### Task details
Reproduce the listing below line for line, leaving every character unchanged.

### Source material
● ● ● ● ● ● ●
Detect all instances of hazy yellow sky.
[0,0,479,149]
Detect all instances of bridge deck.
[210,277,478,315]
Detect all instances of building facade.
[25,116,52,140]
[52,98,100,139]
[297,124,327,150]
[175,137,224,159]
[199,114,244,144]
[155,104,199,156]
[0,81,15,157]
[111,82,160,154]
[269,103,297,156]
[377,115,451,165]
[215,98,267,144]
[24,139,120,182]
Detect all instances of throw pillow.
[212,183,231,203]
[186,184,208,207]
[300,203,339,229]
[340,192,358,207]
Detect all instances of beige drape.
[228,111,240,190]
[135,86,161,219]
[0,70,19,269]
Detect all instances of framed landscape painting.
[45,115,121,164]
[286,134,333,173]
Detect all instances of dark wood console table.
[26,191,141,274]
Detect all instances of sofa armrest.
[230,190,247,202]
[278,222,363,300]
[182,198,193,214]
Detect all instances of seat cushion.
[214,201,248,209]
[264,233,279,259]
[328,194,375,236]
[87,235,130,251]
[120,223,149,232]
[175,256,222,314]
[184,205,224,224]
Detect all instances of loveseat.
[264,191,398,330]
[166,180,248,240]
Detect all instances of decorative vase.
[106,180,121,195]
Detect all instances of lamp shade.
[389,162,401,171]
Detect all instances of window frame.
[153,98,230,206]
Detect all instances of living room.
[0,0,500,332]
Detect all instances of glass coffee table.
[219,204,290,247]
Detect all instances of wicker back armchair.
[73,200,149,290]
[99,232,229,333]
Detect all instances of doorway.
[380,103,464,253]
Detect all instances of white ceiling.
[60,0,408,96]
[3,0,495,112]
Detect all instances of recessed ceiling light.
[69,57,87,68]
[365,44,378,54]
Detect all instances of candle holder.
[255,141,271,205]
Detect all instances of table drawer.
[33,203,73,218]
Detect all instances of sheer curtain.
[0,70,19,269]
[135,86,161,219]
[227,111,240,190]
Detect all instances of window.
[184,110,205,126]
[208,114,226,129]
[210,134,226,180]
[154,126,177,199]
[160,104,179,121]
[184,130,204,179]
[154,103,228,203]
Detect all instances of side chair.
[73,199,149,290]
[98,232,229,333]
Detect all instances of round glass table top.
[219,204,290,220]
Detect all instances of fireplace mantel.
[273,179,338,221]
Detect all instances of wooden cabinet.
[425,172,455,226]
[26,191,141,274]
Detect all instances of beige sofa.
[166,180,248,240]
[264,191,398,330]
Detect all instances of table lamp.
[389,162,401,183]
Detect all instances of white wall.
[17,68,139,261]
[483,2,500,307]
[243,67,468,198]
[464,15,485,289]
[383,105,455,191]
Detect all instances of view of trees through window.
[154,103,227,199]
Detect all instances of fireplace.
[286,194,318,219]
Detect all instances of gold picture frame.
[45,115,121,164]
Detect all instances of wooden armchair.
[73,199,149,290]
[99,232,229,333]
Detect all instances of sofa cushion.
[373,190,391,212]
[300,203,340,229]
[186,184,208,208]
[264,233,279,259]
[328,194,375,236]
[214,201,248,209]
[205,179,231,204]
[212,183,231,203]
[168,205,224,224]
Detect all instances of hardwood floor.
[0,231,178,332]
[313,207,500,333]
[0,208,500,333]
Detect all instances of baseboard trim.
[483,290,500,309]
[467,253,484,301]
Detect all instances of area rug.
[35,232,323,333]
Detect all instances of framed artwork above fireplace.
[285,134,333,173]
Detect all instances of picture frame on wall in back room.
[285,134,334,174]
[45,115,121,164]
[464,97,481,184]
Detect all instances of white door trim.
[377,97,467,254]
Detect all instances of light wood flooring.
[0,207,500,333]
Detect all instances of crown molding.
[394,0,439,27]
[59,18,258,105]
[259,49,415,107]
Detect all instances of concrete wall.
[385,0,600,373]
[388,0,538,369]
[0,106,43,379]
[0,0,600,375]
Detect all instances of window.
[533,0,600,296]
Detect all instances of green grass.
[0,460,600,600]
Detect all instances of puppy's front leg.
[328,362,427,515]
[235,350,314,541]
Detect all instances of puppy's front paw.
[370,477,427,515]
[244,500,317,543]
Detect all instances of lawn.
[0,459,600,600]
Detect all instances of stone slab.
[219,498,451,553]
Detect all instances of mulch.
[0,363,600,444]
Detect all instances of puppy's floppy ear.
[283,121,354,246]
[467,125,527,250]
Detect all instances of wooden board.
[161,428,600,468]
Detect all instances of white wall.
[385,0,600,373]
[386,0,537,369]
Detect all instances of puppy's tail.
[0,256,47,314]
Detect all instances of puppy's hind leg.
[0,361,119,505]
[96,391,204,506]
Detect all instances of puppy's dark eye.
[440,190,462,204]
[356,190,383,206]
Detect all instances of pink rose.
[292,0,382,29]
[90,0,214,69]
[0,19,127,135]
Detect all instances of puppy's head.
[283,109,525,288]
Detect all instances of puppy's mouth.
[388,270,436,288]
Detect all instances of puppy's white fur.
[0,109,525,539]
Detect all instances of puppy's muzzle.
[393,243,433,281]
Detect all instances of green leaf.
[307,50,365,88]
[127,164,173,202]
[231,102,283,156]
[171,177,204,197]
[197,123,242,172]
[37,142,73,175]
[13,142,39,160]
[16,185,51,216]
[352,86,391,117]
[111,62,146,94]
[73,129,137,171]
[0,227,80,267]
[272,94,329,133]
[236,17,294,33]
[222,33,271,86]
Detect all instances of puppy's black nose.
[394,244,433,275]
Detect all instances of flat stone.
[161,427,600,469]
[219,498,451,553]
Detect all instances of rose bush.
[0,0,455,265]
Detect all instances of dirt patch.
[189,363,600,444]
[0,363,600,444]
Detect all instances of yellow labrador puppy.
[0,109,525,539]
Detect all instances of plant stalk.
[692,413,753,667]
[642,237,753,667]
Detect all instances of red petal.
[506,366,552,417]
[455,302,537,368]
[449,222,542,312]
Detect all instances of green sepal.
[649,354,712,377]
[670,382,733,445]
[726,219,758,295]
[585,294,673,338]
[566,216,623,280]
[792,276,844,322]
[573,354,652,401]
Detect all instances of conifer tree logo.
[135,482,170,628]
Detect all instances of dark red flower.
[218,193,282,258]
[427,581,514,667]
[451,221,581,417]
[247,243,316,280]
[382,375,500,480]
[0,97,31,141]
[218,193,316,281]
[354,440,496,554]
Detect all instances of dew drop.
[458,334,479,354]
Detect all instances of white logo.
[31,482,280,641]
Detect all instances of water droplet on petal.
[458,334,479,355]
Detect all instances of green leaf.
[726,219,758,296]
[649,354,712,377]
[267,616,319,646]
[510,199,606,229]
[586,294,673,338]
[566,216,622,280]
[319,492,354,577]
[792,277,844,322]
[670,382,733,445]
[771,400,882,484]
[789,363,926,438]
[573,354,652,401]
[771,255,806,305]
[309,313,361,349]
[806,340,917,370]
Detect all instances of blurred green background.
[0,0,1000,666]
● ● ● ● ● ● ●
### Task response
Detect all instances of hazy yellow sky.
[0,0,479,149]
Detect all instances of bridge deck.
[210,277,478,315]
Detect all instances of building facade.
[25,116,52,140]
[52,98,100,139]
[297,124,327,150]
[175,137,224,159]
[199,114,244,144]
[155,104,199,156]
[0,81,15,157]
[111,82,160,154]
[269,103,297,156]
[377,115,451,165]
[215,98,267,144]
[24,139,120,182]
Detect all instances of throw pillow.
[212,183,231,203]
[186,184,208,207]
[300,203,339,229]
[340,192,358,207]
Detect all instances of beige drape.
[228,111,240,190]
[135,86,161,219]
[0,70,19,269]
Detect all instances of framed landscape painting.
[45,115,121,164]
[286,134,333,173]
Detect all instances of dark wood console table.
[26,191,141,274]
Detect all instances of sofa armrest.
[230,190,247,202]
[278,222,363,300]
[182,198,193,214]
Detect all instances of seat cushion.
[214,201,248,209]
[264,233,279,259]
[328,194,375,236]
[87,235,130,251]
[120,223,149,232]
[175,256,222,314]
[184,205,224,224]
Detect all instances of loveseat.
[264,191,398,330]
[166,180,248,240]
Detect all instances of decorative vase.
[106,180,121,195]
Detect all instances of lamp shade.
[389,162,401,171]
Detect all instances of window frame.
[153,98,230,206]
Detect all instances of living room.
[0,0,500,332]
Detect all instances of glass coffee table.
[219,204,290,247]
Detect all instances of wicker back armchair.
[73,200,149,290]
[99,232,229,333]
Detect all instances of doorway.
[380,103,464,253]
Detect all instances of white ceiling.
[60,0,408,96]
[3,0,495,112]
Detect all instances of recessed ceiling light.
[69,57,87,68]
[365,44,378,54]
Detect all instances of candle holder.
[255,141,271,205]
Detect all instances of table drawer.
[33,203,73,218]
Detect all instances of sheer curtain.
[0,70,19,269]
[135,86,161,219]
[227,111,240,190]
Detect all instances of window.
[184,110,205,126]
[208,114,226,129]
[210,134,226,180]
[154,126,177,199]
[160,104,179,121]
[184,130,204,179]
[154,103,228,203]
Detect all instances of side chair.
[73,199,149,290]
[98,232,229,333]
Detect all instances of round glass table top.
[219,204,290,220]
Detect all instances of fireplace mantel.
[273,179,338,221]
Detect all instances of wooden cabinet.
[425,172,455,226]
[26,191,141,274]
Detect all instances of beige sofa.
[166,180,248,240]
[264,191,398,330]
Detect all instances of table lamp.
[389,162,401,183]
Detect all instances of white wall.
[17,68,139,261]
[483,2,500,307]
[243,67,468,198]
[464,15,485,289]
[383,105,455,191]
Detect all instances of view of trees through window.
[154,103,227,199]
Detect all instances of fireplace.
[286,194,318,219]
Detect all instances of gold picture frame.
[45,115,121,164]
Detect all instances of wooden armchair.
[73,199,149,290]
[99,232,229,333]
Detect all instances of sofa cushion.
[373,190,391,212]
[300,203,340,229]
[186,184,208,208]
[264,233,279,259]
[328,194,375,236]
[214,201,248,209]
[205,179,231,204]
[212,183,231,203]
[168,205,224,224]
Detect all instances of hardwood floor.
[0,231,178,332]
[313,207,500,333]
[0,208,500,333]
Detect all instances of baseboard trim.
[483,290,500,309]
[467,253,484,301]
Detect all instances of area rug.
[35,232,323,333]
Detect all instances of framed artwork above fireplace.
[285,134,333,173]
Detect all instances of picture frame on wall in back room.
[285,134,334,174]
[45,115,121,164]
[464,97,481,184]
Detect all instances of white door trim.
[377,97,467,254]
Detect all instances of light wood flooring.
[0,207,500,333]
Detect all instances of crown molding.
[394,0,439,27]
[59,18,258,105]
[259,49,415,107]
Detect all instances of concrete wall.
[385,0,600,373]
[388,0,538,369]
[0,106,43,379]
[0,0,600,375]
Detect all instances of window.
[533,0,600,296]
Detect all instances of green grass.
[0,460,600,600]
Detect all instances of puppy's front leg.
[328,362,427,515]
[235,350,314,541]
Detect all instances of puppy's front paw.
[370,477,427,515]
[244,500,317,543]
Detect all instances of lawn.
[0,459,600,600]
Detect all instances of stone slab.
[219,498,451,553]
Detect all instances of mulch.
[0,363,600,444]
Detect all instances of puppy's floppy ear.
[283,121,354,246]
[467,125,527,250]
Detect all instances of wooden board.
[161,428,600,468]
Detect all instances of white wall.
[385,0,600,373]
[386,0,537,369]
Detect all instances of puppy's tail.
[0,256,47,314]
Detect all instances of puppy's hind leg.
[0,361,119,505]
[96,391,204,506]
Detect all instances of puppy's dark eye.
[440,190,462,204]
[356,190,383,206]
Detect all instances of pink rose.
[292,0,382,29]
[90,0,214,69]
[0,19,127,135]
Detect all instances of puppy's head.
[283,109,525,288]
Detect all instances of puppy's mouth.
[388,270,436,288]
Detect all instances of puppy's white fur.
[0,109,525,539]
Detect all instances of puppy's muzzle.
[393,243,433,281]
Detect all instances of green leaf.
[307,50,365,88]
[127,164,173,202]
[231,102,283,156]
[171,177,204,197]
[197,123,242,172]
[37,142,73,175]
[13,142,39,160]
[16,185,51,216]
[352,86,391,117]
[111,62,146,94]
[73,129,137,171]
[0,227,80,267]
[272,94,329,133]
[236,17,294,33]
[222,33,271,86]
Detect all instances of puppy's black nose.
[394,244,433,275]
Detect all instances of flat stone.
[161,427,600,469]
[219,498,451,553]
Detect all instances of rose bush.
[0,0,455,265]
Detect all instances of dirt patch.
[189,363,600,444]
[0,363,600,444]
Detect all instances of yellow labrador puppy.
[0,109,525,539]
Detect all instances of plant stalk.
[692,413,753,667]
[642,237,753,667]
Detect all instances of red petal.
[506,366,552,417]
[455,302,537,368]
[449,222,542,312]
Detect all instances of green sepal.
[649,354,712,377]
[670,382,733,445]
[726,219,758,295]
[585,294,673,338]
[566,216,623,280]
[792,276,844,322]
[573,354,652,401]
Detect all instances of conifer tree logo.
[135,482,170,628]
Detect all instances of dark red flower.
[218,193,282,258]
[427,581,514,667]
[451,221,581,417]
[247,243,316,280]
[382,375,500,480]
[0,97,31,141]
[218,193,316,281]
[354,440,496,554]
Detect all instances of dew drop.
[458,334,479,354]
Detect all instances of white logo.
[31,482,280,641]
Detect all instances of water droplet on petal.
[458,334,479,355]
Detect all instances of green leaf.
[726,219,758,296]
[649,354,712,377]
[267,616,319,646]
[510,199,606,229]
[586,294,673,338]
[566,216,622,280]
[319,492,354,577]
[792,277,844,322]
[670,382,733,445]
[771,400,882,484]
[789,363,926,438]
[573,354,652,401]
[771,255,806,305]
[309,313,361,349]
[806,340,917,370]
Detect all instances of blurred green background.
[0,0,1000,666]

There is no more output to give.